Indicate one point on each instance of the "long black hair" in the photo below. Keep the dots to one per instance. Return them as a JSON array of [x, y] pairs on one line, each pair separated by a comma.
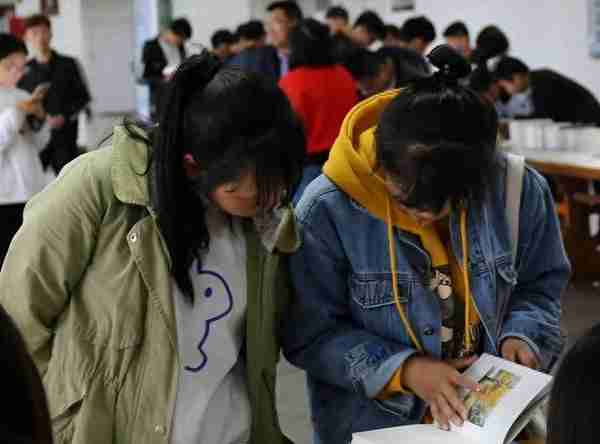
[[25, 417], [310, 45], [437, 139], [573, 413], [231, 122]]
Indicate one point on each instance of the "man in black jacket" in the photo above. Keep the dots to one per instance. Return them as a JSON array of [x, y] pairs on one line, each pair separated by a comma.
[[545, 94], [165, 50], [67, 97]]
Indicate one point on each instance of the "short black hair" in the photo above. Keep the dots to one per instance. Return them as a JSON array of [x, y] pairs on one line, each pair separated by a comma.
[[509, 66], [457, 29], [182, 28], [364, 64], [9, 44], [437, 139], [310, 45], [572, 414], [252, 30], [337, 12], [395, 32], [37, 20], [419, 27], [481, 79], [491, 42], [373, 23], [221, 37], [291, 9]]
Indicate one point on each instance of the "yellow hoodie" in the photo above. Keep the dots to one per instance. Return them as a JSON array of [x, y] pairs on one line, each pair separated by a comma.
[[352, 167]]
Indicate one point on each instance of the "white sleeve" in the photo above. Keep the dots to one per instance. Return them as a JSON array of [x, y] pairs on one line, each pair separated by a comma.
[[11, 122]]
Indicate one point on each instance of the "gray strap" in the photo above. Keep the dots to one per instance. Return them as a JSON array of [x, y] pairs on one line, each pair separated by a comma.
[[515, 170]]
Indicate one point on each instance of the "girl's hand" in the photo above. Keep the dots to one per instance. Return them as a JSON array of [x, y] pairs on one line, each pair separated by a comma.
[[32, 107], [517, 350], [436, 382]]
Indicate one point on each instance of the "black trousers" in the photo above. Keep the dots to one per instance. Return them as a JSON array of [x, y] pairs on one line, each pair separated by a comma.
[[11, 218]]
______________________________
WORK INSTRUCTIONS: Rewrite the material above, starting at its beginning and ending with the line that contains "[[545, 94], [165, 50], [67, 97]]", both included, and shift every coordinate in the answers by adding 47 to it. Leave the pictures out.

FINISHED TASK:
Indicate one point on each instance of the "long black hair" in the photo below. Keep the dots to one per instance. Return them as a JSON array of [x, y] pairs on one line, each pair separated by a comma.
[[72, 464], [357, 92], [484, 186], [620, 460], [278, 169]]
Indicate one point on each instance of the "man in black jacket" in the photo above. Keep the dots to one per instance. Return them as a JSON array of [x, y] pairs on one line, each pair separated by a comma.
[[592, 141], [212, 97], [114, 144]]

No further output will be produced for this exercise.